Task item: Extend the article on older motorcyclists and crash injuries, picking up after its final sentence.

╭─ Supplied text

Since 1990, the percentage of adult motorcyclists age 50 or older has doubled. Now, about a quarter of all the motorcyclists in the U.S. are 50 or older. And, not only are there more motorcyclists age 50 or older on the roadways, these motorcyclists also make up the same demographic of riders who have a better chance of suffering from severe injuries in motorcycle accidents.
A Brown University study was recently published in the journal Injury Prevention. The study looked at national emergency room reporting statistics and the different types of injuries sustained by motorcycle riders between 2001 and 2007. In total, researchers from Brown University analyzed data from roughly 1.5 million motorcycle accidents.
According to the study, older riders are two and a half more times likely to end up hospitalized than a younger rider after an accident. A younger rider is described as someone in their 20s or 30s. Middle-aged riders were also more likely to end up suffering from serious injuries in a motorcycle crash than younger riders.
When a motorcyclist is injured in a crash, it is important to note that the types of injuries — statistically — are quite different among the age demographics. For example, according to the study, older riders are more likely to end up suffering from internal organ injuries, like brain injuries. Younger riders are more likely to end up with cuts, scrapes and sprains.

╰─
╭─ Supplied data

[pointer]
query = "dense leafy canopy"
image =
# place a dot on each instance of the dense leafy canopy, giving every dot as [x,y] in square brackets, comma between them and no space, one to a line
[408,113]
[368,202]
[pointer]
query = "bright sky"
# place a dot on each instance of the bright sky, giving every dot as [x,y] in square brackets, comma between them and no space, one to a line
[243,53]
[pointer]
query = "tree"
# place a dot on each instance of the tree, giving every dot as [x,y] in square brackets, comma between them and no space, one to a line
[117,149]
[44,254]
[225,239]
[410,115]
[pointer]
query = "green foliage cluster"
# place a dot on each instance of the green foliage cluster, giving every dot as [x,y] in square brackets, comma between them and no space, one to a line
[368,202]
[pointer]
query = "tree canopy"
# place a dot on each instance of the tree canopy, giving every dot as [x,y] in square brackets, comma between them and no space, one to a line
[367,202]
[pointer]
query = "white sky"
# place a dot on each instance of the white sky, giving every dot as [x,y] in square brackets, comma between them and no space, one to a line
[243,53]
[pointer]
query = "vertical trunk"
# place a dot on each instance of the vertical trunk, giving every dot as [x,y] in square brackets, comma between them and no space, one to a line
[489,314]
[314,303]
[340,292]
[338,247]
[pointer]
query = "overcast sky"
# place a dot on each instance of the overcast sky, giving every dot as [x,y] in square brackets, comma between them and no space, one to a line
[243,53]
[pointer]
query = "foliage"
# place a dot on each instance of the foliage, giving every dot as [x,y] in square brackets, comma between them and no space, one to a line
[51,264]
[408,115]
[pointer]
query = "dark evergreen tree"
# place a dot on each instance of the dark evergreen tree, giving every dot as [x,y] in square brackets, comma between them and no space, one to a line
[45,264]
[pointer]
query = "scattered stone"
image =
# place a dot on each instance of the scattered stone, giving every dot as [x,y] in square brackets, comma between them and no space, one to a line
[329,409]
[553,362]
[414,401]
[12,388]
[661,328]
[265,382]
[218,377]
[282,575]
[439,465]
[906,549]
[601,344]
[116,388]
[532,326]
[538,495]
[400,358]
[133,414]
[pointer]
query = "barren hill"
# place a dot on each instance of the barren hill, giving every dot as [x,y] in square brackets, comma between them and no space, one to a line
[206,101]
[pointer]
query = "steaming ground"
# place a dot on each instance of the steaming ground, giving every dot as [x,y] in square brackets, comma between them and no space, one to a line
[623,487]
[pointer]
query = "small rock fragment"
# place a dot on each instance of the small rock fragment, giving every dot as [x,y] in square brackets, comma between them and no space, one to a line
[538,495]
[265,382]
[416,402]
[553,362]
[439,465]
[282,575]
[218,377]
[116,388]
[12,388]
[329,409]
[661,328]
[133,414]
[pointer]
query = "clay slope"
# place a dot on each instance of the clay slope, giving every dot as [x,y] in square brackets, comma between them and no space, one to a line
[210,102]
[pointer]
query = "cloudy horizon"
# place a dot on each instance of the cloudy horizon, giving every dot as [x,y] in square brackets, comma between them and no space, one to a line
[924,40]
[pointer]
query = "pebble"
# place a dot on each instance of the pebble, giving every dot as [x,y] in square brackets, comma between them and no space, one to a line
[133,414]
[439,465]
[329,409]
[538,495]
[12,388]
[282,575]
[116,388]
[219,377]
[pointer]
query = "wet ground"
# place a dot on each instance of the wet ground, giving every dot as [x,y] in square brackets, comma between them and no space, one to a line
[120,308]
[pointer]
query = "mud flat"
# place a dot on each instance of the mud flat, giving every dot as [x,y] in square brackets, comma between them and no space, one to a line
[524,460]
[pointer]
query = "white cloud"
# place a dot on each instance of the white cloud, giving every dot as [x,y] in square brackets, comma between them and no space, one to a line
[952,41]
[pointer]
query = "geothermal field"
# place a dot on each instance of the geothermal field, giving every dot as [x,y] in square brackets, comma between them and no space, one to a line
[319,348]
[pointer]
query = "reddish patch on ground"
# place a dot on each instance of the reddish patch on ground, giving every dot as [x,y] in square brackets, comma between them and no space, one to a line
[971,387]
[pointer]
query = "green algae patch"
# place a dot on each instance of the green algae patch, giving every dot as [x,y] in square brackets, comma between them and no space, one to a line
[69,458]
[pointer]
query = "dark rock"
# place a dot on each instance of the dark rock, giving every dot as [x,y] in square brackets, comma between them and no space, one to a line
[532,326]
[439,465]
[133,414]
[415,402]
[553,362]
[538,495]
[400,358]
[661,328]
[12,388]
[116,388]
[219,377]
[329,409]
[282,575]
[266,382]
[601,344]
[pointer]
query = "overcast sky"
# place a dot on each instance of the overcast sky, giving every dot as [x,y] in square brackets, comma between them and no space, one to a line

╰─

Your response:
Bone fractures were also the most common injury among all riders, but older riders were more likely to suffer these fractures on their upper trunks, while younger riders were more likely to break their arms.
Dr. Flash Gordon, who was not involved in the Brown University study, did weigh in on the different types of injuries and points to the fact that the types of motorcycles typically favored by older riders may have something to do with their injuries. Gordon said this is because older riders tend to prefer larger, faster bikes. More weights and speed could be part of the reason that their injuries tend to be more severe.
Additionally, researchers from the study also noted that there are physiological changes, as well as factors such as delayed reaction time and worsening vision, that may play a role in older adult motorcyclist accidents.